**Exercise passage:**
=== Section Start ===
Men who received the Pfizer or Moderna COVID-19 vaccine did not see a drop in sperm count or quality, a new study found.
Researchers at the University of Miami studied the sperm quality of 45 healthy volunteers before their first shot and 70 days after their second, and found there were no “significant decreases in any sperm parameter” after taking two doses of the mRNA vaccine.
“Because the vaccines contain mRNA and not the live virus, it is unlikely that the vaccine would affect sperm parameters,” said study author Dr. Ranjith Ramasamy, director of male reproductive medicine and surgery at the University of Miami Health System.
The findings, which were published Thursday in The Journal of the American Medical Association, should soothe fears of men who are reluctant to get inoculated over premature reports of fertility issues, doctors said.
=== Section End ===
**Excerpted records:**
=== Section Start ===
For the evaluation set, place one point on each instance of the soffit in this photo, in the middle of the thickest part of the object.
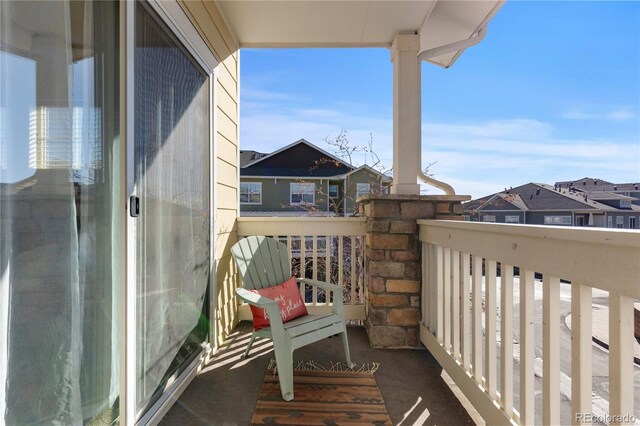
(355, 23)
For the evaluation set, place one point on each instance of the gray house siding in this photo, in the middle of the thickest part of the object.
(625, 219)
(276, 195)
(501, 216)
(352, 181)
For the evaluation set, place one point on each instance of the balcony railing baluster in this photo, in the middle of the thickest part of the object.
(460, 276)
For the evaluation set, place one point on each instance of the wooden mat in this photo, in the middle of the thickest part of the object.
(322, 398)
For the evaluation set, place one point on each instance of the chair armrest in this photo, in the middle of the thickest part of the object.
(337, 305)
(320, 284)
(254, 298)
(270, 305)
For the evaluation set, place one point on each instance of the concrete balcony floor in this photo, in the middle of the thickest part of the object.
(415, 388)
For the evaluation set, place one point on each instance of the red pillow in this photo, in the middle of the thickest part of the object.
(290, 303)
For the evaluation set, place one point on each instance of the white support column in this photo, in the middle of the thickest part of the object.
(406, 114)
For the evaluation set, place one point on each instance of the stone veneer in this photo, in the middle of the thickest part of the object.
(393, 262)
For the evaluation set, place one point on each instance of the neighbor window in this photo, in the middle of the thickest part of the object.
(362, 189)
(557, 220)
(333, 191)
(302, 193)
(250, 193)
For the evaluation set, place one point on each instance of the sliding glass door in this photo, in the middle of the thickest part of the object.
(59, 211)
(64, 228)
(171, 166)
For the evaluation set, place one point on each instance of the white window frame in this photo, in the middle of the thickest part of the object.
(361, 188)
(249, 193)
(558, 220)
(512, 219)
(309, 189)
(337, 193)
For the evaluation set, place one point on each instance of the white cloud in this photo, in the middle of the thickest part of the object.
(619, 114)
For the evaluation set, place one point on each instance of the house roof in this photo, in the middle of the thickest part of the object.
(536, 196)
(299, 159)
(357, 23)
(385, 178)
(594, 184)
(247, 156)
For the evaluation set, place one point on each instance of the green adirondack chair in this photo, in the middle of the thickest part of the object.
(264, 262)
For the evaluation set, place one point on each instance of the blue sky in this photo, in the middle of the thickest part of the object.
(552, 93)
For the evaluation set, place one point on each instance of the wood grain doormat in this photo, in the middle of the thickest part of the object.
(322, 398)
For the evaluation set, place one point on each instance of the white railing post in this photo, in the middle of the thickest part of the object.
(554, 252)
(581, 376)
(446, 267)
(551, 350)
(620, 358)
(439, 293)
(506, 338)
(455, 303)
(466, 311)
(490, 327)
(527, 354)
(477, 319)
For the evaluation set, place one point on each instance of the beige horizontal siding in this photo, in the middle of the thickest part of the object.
(226, 150)
(211, 25)
(227, 197)
(227, 127)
=== Section End ===
**Activity list:**
A: In the article on vaccines and sperm, how many days after the second shot was the volunteers' sperm quality studied?
B: Summarize the article on vaccines and sperm in two sentences.
C: Please carry the article on vaccines and sperm forward from its final sentence.

**Answers to each task:**
A: 70 days.

B: University of Miami researchers studied 45 healthy volunteers and found no significant decreases in any sperm parameter after two doses of the Pfizer or Moderna mRNA vaccine. Doctors said the findings, published Thursday in The Journal of the American Medical Association, should soothe the fears of men reluctant to get inoculated over premature reports of fertility issues.

C:
“We now have evidence that should reassure you that the risk of immunization compromising your sperm count is extremely low,” said Dr. David Cohen, co-medical director of the Institute for Human Reproduction in Chicago, told CNN.
Cohen was not involved in the latest JAMA study, but co-authored an April medical report that found COVID-19 is not transmitted sexually.
The author of the study conceded that its findings might be limited by its small sample size of pre-screened young healthy men, adding semen analysis “is an imperfect predictor of fertility potential.”
The volunteers were between 18 to 50 years old with a median age of 28. They had no pre-existing fertility issues.